WORK REQUIRED: Please reproduce every entry below without omitting a single line.

***

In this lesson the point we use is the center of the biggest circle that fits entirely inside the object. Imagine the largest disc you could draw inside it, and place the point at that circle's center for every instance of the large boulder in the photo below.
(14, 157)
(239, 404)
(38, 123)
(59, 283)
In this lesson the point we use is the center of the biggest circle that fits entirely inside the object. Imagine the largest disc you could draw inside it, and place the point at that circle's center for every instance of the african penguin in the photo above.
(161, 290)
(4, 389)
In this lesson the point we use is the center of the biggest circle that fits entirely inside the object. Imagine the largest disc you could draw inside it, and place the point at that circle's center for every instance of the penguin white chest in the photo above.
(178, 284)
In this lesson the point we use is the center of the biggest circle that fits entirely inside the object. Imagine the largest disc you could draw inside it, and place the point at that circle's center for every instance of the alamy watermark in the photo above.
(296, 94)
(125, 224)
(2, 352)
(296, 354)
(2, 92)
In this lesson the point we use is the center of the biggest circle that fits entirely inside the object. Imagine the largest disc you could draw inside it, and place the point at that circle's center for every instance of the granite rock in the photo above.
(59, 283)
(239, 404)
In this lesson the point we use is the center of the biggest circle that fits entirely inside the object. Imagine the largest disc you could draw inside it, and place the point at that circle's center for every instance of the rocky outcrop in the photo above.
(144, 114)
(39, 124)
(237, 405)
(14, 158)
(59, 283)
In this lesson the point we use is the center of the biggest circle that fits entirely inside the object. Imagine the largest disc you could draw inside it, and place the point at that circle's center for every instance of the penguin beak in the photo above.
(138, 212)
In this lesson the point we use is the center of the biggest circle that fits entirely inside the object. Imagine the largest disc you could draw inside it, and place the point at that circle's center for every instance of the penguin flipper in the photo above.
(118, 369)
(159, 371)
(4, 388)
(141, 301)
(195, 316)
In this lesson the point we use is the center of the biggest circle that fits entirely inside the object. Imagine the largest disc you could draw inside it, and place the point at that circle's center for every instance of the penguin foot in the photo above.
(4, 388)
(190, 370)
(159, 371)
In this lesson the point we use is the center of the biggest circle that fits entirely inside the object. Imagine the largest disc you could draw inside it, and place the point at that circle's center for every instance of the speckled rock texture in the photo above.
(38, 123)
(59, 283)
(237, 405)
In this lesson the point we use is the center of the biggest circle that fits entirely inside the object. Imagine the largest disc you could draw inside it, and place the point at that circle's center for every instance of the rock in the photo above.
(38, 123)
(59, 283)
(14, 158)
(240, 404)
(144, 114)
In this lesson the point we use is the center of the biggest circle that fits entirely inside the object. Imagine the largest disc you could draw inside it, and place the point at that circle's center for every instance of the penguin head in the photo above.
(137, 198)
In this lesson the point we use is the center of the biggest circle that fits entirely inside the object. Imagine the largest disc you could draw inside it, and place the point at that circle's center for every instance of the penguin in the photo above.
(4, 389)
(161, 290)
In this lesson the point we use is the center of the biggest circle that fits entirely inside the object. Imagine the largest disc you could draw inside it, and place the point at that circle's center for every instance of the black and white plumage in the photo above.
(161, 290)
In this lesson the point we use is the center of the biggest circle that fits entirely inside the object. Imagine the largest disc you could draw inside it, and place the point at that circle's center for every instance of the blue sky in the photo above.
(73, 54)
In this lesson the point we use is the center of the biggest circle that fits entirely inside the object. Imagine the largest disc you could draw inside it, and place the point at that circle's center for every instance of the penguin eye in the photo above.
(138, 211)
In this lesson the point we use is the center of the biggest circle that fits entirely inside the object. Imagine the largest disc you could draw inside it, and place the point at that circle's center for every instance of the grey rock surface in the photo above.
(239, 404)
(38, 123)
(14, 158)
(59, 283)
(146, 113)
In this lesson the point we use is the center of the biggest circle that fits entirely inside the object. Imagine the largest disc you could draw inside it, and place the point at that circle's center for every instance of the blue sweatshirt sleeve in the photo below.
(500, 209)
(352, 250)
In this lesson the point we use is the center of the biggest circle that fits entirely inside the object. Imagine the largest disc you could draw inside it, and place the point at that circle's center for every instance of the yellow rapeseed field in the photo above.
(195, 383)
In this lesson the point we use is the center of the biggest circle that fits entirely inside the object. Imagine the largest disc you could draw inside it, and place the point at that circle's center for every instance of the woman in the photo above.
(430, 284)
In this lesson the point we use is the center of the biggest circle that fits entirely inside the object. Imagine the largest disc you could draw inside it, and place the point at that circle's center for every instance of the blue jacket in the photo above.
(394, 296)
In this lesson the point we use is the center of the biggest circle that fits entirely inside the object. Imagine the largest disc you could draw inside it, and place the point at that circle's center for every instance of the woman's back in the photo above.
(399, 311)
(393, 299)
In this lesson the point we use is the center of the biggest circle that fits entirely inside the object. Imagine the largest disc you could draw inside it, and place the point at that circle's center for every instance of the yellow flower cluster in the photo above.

***

FINISHED TASK:
In this lesson the point we use is the center of the biggest circle that fits entirely inside the object. Imagine the largest disc you could draw inside it, and place the point at that circle's center for every instance of the large boulder in the photo below.
(14, 157)
(239, 404)
(38, 123)
(59, 283)
In this lesson the point we use is the center of the biggest circle that fits entirely inside the object. Imagine the largest disc you could draw inside it, and place the point at that circle's center for every instance of the african penguin in the photo above.
(161, 290)
(4, 389)
In this lesson the point we use is the center of the biggest circle that fits entirely inside the object. Imagine the largest disc you could draw inside it, and place the point at that circle's center for every instance of the penguin white chest in the photo above.
(178, 284)
In this lesson the point we use is the center of the biggest circle that fits entirely inside the object. Imagine the largest disc you could draw inside it, and place the point at that circle's center for every instance of the alamy watermark in the photo above.
(296, 94)
(125, 224)
(2, 352)
(296, 354)
(2, 92)
In this lesson the point we use is the center of the biggest circle that fits entirely inside the object. Imagine the largest disc you could draw inside it, and place the point at that circle's center for every instance of the granite rock in the photo above.
(59, 283)
(239, 404)
In this lesson the point we use is the center of the biggest circle that fits entirely inside the object. Imagine the largest disc you could draw inside it, and place the point at that circle's center for every instance of the rocky outcrop in the photo above.
(144, 114)
(39, 124)
(237, 405)
(14, 158)
(59, 283)
In this lesson the point we use is the center of the biggest circle that fits entirely inside the object. Imagine the largest disc you could draw inside it, and place the point at that circle's center for every instance of the penguin beak in the photo above.
(138, 212)
In this lesson the point we use is the center of the biggest circle that fits entirely inside the object. Imagine the largest disc you could draw inside it, and place the point at that circle's center for every instance of the penguin flipper in the photo above.
(118, 369)
(159, 371)
(4, 388)
(141, 301)
(195, 316)
In this lesson the point we use is the center of the biggest circle that fits entirely inside the object. Imagine the largest disc you could draw inside it, and place the point at that circle's center for every instance of the penguin foot in the photo above.
(4, 388)
(190, 370)
(159, 371)
In this lesson the point we use is the center of the biggest circle that fits entirely inside the object. Imagine the largest disc you could draw inside it, and place the point at that circle's center for every instance of the speckled rock texture in the photo above.
(38, 123)
(59, 283)
(237, 405)
In this lesson the point we use is the center of the biggest circle that fits entirely inside the object. Imagine the largest disc you could draw inside it, and place the point at that circle's center for every instance of the rock in the photo above.
(38, 123)
(59, 283)
(14, 158)
(240, 404)
(144, 114)
In this lesson the point we use is the center of the biggest circle that fits entirely inside the object. Imagine the largest disc you could draw inside it, and place the point at that circle's center for every instance of the penguin head in the photo above.
(137, 198)
In this lesson the point we use is the center of the biggest circle that fits entirely inside the object. Imagine the largest disc you could draw inside it, and place the point at that circle's center for every instance of the penguin in the photo above.
(4, 389)
(161, 290)
In this lesson the point we use is the center of the biggest circle that fits entirely inside the object. Imagine the largest disc you could draw inside it, and place the point at that circle's center for every instance of the black and white plumage in the photo above.
(161, 290)
In this lesson the point we use is the center of the biggest circle that fits entirely inside the object. Imagine the largest disc you could draw inside it, and place the point at that circle's center for every instance of the blue sky in the photo above.
(73, 54)
In this lesson the point we use is the center of the biggest circle that fits entirely inside the object. Imagine the largest disc you could draw inside it, and place the point at that circle's center for every instance of the penguin eye in the photo above.
(138, 211)
In this lesson the point we use is the center of the biggest circle that fits entirely inside the object. Imagine the largest disc you could draw inside it, and place the point at that circle's center for every instance of the grey rock surface in the photo above.
(239, 404)
(38, 123)
(14, 158)
(59, 283)
(146, 113)
In this lesson the point we use is the center of the biggest circle that fits entirely inside the object. Imagine the largest disc you could draw inside it, and place the point at that circle's center for every instance of the blue sweatshirt sleeve in the photo below.
(500, 209)
(352, 250)
In this lesson the point we use is the center of the biggest circle that fits entirely inside the object. Imagine the largest disc you could draw inside it, and place the point at that circle's center for every instance of the yellow rapeseed field in the photo above.
(195, 383)
In this lesson the point we use is the center of the biggest circle that fits entirely inside the object. Imagine the largest disc you could draw inside it, and place the point at that circle's center for every instance of the woman in the photo above.
(430, 284)
In this lesson the point we use is the center of the biggest circle that fits entirely inside the object. Imagine the largest disc you could draw inside it, and place the point at that circle's center for every instance of the blue jacket in the photo above.
(394, 296)
In this lesson the point we use is the center of the biggest circle that fits entirely inside the object. Imagine the largest disc you could draw inside it, and place the point at that circle's center for every instance of the woman's back in the photo above.
(399, 311)
(393, 299)
In this lesson the point we use is the center of the biggest circle that fits entirely inside the object. Imagine the largest disc you could draw inside it, and place the point at that circle's center for every instance of the yellow flower cluster in the photo above.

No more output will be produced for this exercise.